Half Japanese – ‘Crazy Hearts’

Half Japanese – ‘Crazy Hearts’

Album / Fire / 04.12.2020
Indie rock

Autant l’annoncer dès la première ligne de cette chronique pour se débarrasser d’une évidence : Jad Fair est un génie. À bientôt 70 balais et quasiment autant d’albums et de collaborations à la ceinture, il a traversé les décennies et les générations sans jamais abandonner son éthique DIY. Le fondateur, guitariste et chanteur de Half Japanese depuis le milieu des années 1970 continue son bonhomme de chemin en se contrefoutant des modes passagères et d’un quelconque potentiel commercial. Le king du lo-fi fait ce qu’il veut, quand il veut, avec qui il veut. Et ça lui réussit puisqu’il est actuellement en train de revivre une seconde jeunesse, Crazy Hearts étant en effet le cinquième album du groupe depuis 2016. Par son biais, il affirme la direction plus pop et soignée du collectif. Certes, en s’éloignant de la lo-fi rudimentaire et chaotique qui a forgé sa légende, le compositeur américain ne va pas faire que des heureux. Mais peu importe l’avis des puristes agaçants, Half Japanese est toujours plus précieux et important que jamais.

Très tôt, Jad fair apprend qu’il lui suffit d’une guitare désaccordée et d’un ampli bon marché pour faire du bruit. Dans sa chambre d’une petite ville tranquille du Michigan, il décide en 1974 de monter un groupe avec son frère. Seulement, ça ne suffit pas au boulimique de travail. Il va aussi prendre en charge chaque aspect de la production, de l’enregistrement, de la diffusion et même s’occuper du design des pochettes. Sans réfléchir et encore moins s’en rendre compte, Jad Fair va poser les bases de la culture DIY punk américaine et, avec le temps, devenir une icône pour des types comme Kurt Cobain – mort avec un tee-shirt d’Half Japanese sur le dos, pour l’anecdote – ou encore Thurston Moore. Et plus de quarante ans plus tard, Jad ne voit toujours pas l’utilité d’accorder sa guitare.

Sur Crazy Hearts, il y a quelque chose de miraculeusement naïf et joyeux sur chaque composition. On retrouve toute la mythologie chère au groupe – à savoir les créatures surnaturelles. Sur la merveille power pop The Beastmaster, un monstre sauvage cherche à contrôler le règne animal. Sur l’hypnotisant Late At Night, nous avons affaire à des zombies rampant la nuit. Jad Fair ne chante que sur ce qui le passionne : l’amour, les grosses bêbêtes imaginaires et parfois les deux en même temps. C’est un poète enfantin, à l’instar de son ami Daniel Johnston disparu l’année dernière.

------------------------------------------------------------------------

OBJECTIF VISÉ 1:
Recopiez à l'identique le passage de la chronique compris entre « Sur Crazy Hearts, il » et « disparu l’année dernière. », bornes incluses.

------------------------------------------------------------------------

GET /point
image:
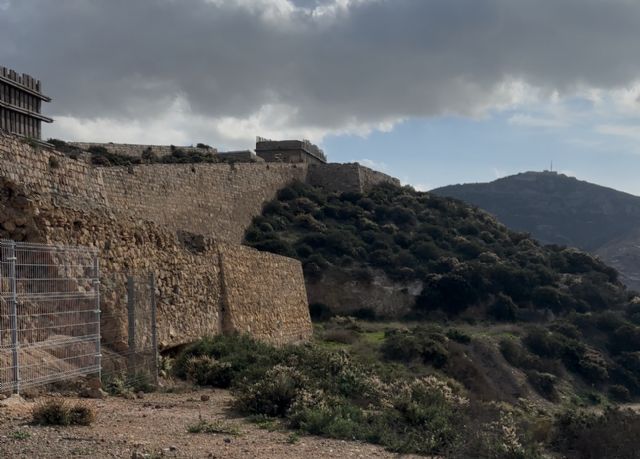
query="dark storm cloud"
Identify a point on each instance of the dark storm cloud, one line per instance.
(373, 61)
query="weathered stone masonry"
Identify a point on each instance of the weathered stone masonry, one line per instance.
(50, 198)
(137, 216)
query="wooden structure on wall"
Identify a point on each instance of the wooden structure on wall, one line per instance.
(20, 103)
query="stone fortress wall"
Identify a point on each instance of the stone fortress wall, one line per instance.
(49, 198)
(184, 222)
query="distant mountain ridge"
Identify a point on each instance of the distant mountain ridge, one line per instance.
(558, 209)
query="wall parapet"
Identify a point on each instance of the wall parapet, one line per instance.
(136, 150)
(337, 177)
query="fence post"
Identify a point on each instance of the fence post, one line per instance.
(96, 286)
(14, 316)
(154, 328)
(132, 323)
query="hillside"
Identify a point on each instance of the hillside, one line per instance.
(559, 209)
(554, 208)
(464, 267)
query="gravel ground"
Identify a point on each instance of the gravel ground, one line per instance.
(156, 426)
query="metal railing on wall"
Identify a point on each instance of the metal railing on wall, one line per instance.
(49, 314)
(130, 349)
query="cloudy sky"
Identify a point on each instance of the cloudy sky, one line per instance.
(432, 91)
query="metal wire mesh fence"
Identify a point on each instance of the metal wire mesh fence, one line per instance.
(52, 328)
(130, 360)
(49, 314)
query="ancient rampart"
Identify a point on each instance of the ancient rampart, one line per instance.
(216, 200)
(47, 197)
(184, 222)
(346, 177)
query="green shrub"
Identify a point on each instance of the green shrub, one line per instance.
(207, 371)
(543, 383)
(503, 308)
(619, 393)
(589, 435)
(58, 412)
(274, 394)
(458, 336)
(417, 344)
(213, 427)
(320, 312)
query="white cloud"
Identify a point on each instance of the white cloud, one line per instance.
(632, 132)
(376, 165)
(422, 187)
(536, 122)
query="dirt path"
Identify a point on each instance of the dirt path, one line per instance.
(156, 426)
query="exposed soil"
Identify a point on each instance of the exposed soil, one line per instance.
(156, 426)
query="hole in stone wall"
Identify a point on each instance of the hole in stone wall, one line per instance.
(192, 242)
(54, 163)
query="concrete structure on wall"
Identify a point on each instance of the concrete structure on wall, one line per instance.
(289, 151)
(20, 104)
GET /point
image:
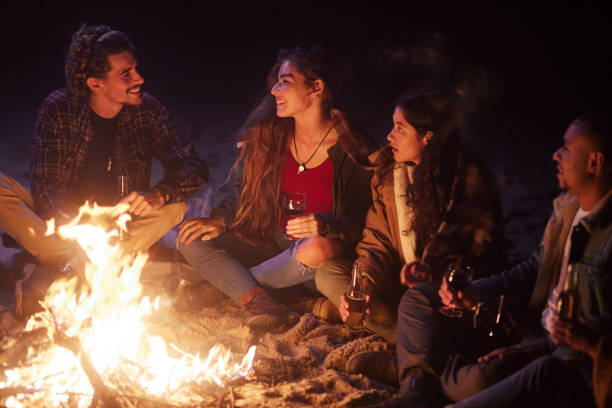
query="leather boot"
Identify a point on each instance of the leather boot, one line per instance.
(326, 310)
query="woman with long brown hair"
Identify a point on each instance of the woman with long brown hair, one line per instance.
(435, 202)
(294, 142)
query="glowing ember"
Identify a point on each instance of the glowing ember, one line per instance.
(105, 310)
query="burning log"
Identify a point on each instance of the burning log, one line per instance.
(101, 393)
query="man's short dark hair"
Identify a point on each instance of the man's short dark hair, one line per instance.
(597, 126)
(88, 52)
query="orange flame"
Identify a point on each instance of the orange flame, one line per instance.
(106, 312)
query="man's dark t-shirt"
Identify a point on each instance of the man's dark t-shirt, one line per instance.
(97, 177)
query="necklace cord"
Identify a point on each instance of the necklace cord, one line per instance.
(297, 155)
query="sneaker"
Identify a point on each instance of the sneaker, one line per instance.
(378, 365)
(198, 296)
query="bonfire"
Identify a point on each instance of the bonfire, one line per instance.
(95, 346)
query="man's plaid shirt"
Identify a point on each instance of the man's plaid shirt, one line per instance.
(63, 135)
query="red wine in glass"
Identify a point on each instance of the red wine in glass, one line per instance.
(457, 279)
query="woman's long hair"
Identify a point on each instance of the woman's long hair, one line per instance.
(263, 141)
(429, 194)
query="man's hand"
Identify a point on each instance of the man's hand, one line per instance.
(345, 313)
(368, 287)
(573, 334)
(414, 273)
(142, 203)
(205, 228)
(305, 226)
(462, 299)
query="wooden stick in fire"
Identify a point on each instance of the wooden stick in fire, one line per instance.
(100, 391)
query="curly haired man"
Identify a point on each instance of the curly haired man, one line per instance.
(101, 126)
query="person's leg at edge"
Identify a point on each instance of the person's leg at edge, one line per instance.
(545, 382)
(19, 220)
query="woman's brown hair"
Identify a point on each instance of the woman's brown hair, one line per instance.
(263, 141)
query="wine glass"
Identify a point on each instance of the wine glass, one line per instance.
(293, 205)
(457, 279)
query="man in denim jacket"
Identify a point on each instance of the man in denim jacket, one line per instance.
(510, 375)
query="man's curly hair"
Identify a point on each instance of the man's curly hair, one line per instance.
(88, 52)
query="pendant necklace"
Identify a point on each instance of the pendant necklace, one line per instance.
(302, 164)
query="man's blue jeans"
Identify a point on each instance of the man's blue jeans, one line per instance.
(236, 267)
(448, 348)
(546, 382)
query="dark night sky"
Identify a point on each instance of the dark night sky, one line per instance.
(211, 60)
(531, 70)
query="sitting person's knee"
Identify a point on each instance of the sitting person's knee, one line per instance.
(317, 250)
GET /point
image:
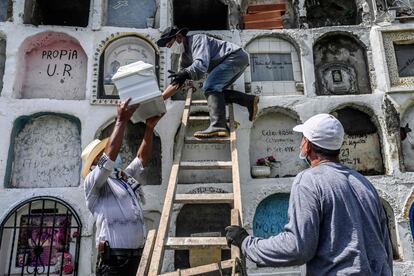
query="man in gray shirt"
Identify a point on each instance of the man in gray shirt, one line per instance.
(114, 197)
(337, 224)
(224, 62)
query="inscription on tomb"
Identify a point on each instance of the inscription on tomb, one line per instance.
(271, 216)
(272, 135)
(47, 153)
(55, 71)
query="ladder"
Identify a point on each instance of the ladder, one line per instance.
(157, 243)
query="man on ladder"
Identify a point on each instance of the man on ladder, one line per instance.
(223, 61)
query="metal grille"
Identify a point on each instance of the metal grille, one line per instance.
(40, 236)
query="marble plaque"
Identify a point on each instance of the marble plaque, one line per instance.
(272, 135)
(55, 70)
(47, 153)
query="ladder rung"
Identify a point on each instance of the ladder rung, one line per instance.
(204, 198)
(196, 242)
(199, 118)
(199, 102)
(201, 165)
(213, 140)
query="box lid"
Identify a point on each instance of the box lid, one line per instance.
(138, 67)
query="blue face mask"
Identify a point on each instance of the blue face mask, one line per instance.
(118, 162)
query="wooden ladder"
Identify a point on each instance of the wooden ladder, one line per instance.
(157, 243)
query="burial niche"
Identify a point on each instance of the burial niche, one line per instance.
(132, 140)
(54, 67)
(119, 52)
(389, 212)
(40, 236)
(272, 136)
(201, 14)
(45, 151)
(322, 13)
(340, 66)
(133, 13)
(6, 10)
(2, 61)
(361, 149)
(274, 67)
(271, 215)
(62, 12)
(201, 220)
(404, 54)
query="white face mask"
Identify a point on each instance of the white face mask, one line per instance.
(178, 48)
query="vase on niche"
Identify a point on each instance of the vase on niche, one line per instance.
(260, 171)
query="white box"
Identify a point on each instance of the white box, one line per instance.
(138, 82)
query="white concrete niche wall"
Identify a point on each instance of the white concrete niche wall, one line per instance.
(391, 228)
(132, 140)
(19, 244)
(53, 65)
(2, 60)
(44, 152)
(138, 14)
(341, 66)
(271, 215)
(272, 135)
(118, 51)
(274, 67)
(362, 147)
(407, 139)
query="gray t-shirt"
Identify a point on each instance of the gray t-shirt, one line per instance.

------------------------------------------------------------------------

OBJECTIF VISÉ 2:
Extrayez des entrées toutes les lignes où figure la chaîne « fortress », en tenant compte de la casse.

RÉPONSE COMPLÈTE 1:
Sur Crazy Hearts, il y a quelque chose de miraculeusement naïf et joyeux sur chaque composition. On retrouve toute la mythologie chère au groupe – à savoir les créatures surnaturelles. Sur la merveille power pop The Beastmaster, un monstre sauvage cherche à contrôler le règne animal. Sur l’hypnotisant Late At Night, nous avons affaire à des zombies rampant la nuit. Jad Fair ne chante que sur ce qui le passionne : l’amour, les grosses bêbêtes imaginaires et parfois les deux en même temps. C’est un poète enfantin, à l’instar de son ami Daniel Johnston disparu l’année dernière.

RÉPONSE COMPLÈTE 2:
query="stone fortress wall"
Identify a point on each instance of the stone fortress wall, one line per instance.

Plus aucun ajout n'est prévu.